Try it: I'd like every record given again exactly, please.

---

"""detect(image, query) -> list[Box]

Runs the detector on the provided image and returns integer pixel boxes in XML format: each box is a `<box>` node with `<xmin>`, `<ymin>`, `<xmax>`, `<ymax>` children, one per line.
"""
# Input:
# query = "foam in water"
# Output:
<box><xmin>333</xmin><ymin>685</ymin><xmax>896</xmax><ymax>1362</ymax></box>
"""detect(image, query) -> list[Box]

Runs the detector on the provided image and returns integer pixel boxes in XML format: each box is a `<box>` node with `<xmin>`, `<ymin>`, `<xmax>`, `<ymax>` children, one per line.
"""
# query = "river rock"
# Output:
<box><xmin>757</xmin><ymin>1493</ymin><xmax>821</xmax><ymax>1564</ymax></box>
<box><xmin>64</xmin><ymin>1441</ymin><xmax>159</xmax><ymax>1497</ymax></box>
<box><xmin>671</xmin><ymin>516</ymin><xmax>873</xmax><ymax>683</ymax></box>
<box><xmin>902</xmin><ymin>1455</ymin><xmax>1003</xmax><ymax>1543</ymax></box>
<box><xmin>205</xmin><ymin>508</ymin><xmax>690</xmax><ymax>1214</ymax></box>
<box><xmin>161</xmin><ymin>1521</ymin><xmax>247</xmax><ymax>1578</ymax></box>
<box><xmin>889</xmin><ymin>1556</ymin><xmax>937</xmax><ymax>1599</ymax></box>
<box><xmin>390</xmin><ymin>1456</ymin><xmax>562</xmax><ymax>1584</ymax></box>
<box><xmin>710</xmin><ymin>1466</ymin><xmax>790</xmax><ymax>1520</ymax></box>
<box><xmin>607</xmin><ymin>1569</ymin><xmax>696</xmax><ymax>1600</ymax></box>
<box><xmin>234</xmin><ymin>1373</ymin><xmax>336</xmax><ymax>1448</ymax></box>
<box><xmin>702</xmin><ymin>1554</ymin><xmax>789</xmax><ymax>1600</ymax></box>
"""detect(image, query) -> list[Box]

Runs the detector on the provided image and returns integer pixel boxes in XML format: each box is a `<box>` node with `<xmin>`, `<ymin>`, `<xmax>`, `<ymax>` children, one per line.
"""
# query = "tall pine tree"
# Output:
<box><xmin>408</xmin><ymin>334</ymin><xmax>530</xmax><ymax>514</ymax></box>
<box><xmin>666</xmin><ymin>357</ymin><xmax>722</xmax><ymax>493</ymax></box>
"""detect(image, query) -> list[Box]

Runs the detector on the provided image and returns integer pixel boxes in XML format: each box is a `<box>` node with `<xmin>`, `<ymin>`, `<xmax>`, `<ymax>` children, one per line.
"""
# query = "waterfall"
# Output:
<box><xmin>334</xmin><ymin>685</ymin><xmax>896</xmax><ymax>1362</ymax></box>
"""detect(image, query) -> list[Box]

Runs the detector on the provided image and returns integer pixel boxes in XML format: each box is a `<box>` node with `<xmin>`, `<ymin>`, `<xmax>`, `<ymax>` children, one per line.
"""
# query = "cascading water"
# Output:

---

Solution to the problem:
"""detect(image, query) -> list[Box]

Runs the detector on the provided image and returns integer pixel boxes in XML format: each box is a `<box>` node with `<xmin>`, `<ymin>`, `<xmax>`, `<ymax>` children, one per line.
"""
# Input:
# query = "foam in water"
# Output:
<box><xmin>333</xmin><ymin>685</ymin><xmax>896</xmax><ymax>1362</ymax></box>
"""detect(image, query) -> list[Box]

Runs the detector on the provided image and returns integer pixel boxes in XML format: each box is a `<box>` node with `<xmin>`, `<ymin>`, `<xmax>`, `<ymax>` children, one per line.
"""
# query = "river rock"
# Output:
<box><xmin>757</xmin><ymin>1493</ymin><xmax>821</xmax><ymax>1564</ymax></box>
<box><xmin>64</xmin><ymin>1441</ymin><xmax>159</xmax><ymax>1497</ymax></box>
<box><xmin>671</xmin><ymin>516</ymin><xmax>873</xmax><ymax>683</ymax></box>
<box><xmin>902</xmin><ymin>1455</ymin><xmax>1003</xmax><ymax>1543</ymax></box>
<box><xmin>205</xmin><ymin>508</ymin><xmax>690</xmax><ymax>1214</ymax></box>
<box><xmin>161</xmin><ymin>1521</ymin><xmax>247</xmax><ymax>1578</ymax></box>
<box><xmin>889</xmin><ymin>1556</ymin><xmax>937</xmax><ymax>1599</ymax></box>
<box><xmin>390</xmin><ymin>1456</ymin><xmax>562</xmax><ymax>1584</ymax></box>
<box><xmin>710</xmin><ymin>1466</ymin><xmax>790</xmax><ymax>1520</ymax></box>
<box><xmin>607</xmin><ymin>1569</ymin><xmax>696</xmax><ymax>1600</ymax></box>
<box><xmin>234</xmin><ymin>1373</ymin><xmax>336</xmax><ymax>1448</ymax></box>
<box><xmin>702</xmin><ymin>1554</ymin><xmax>789</xmax><ymax>1600</ymax></box>
"""detect(image, query) -> list[Box]

Runs the detector on the provided image and returns integer pixel boxes in XML format: each box is a `<box>` node with `<xmin>`, `<ymin>`, `<xmax>`, `<ymax>` children, one per line.
"""
# query = "tall pine tree"
# Output:
<box><xmin>408</xmin><ymin>334</ymin><xmax>530</xmax><ymax>514</ymax></box>
<box><xmin>666</xmin><ymin>357</ymin><xmax>722</xmax><ymax>493</ymax></box>
"""detect(image, query) -> list[Box]

Runs the detector on the provided image and returns integer pixel boxes in XML format: each box is a `<box>` node with `<xmin>`, `<ymin>`, `<xmax>`, `<ymax>` children, one per line.
"""
# query = "waterfall"
# Output:
<box><xmin>334</xmin><ymin>685</ymin><xmax>896</xmax><ymax>1362</ymax></box>
"""detect(image, query) -> list[Box]

Runs the detector on the provided image and returns integer pixel boxes in XML format: each box is a `<box>` node with `<xmin>`, `<ymin>`, `<xmax>`, `<ymax>` children, one per line.
"""
# query = "cascading water"
# Output:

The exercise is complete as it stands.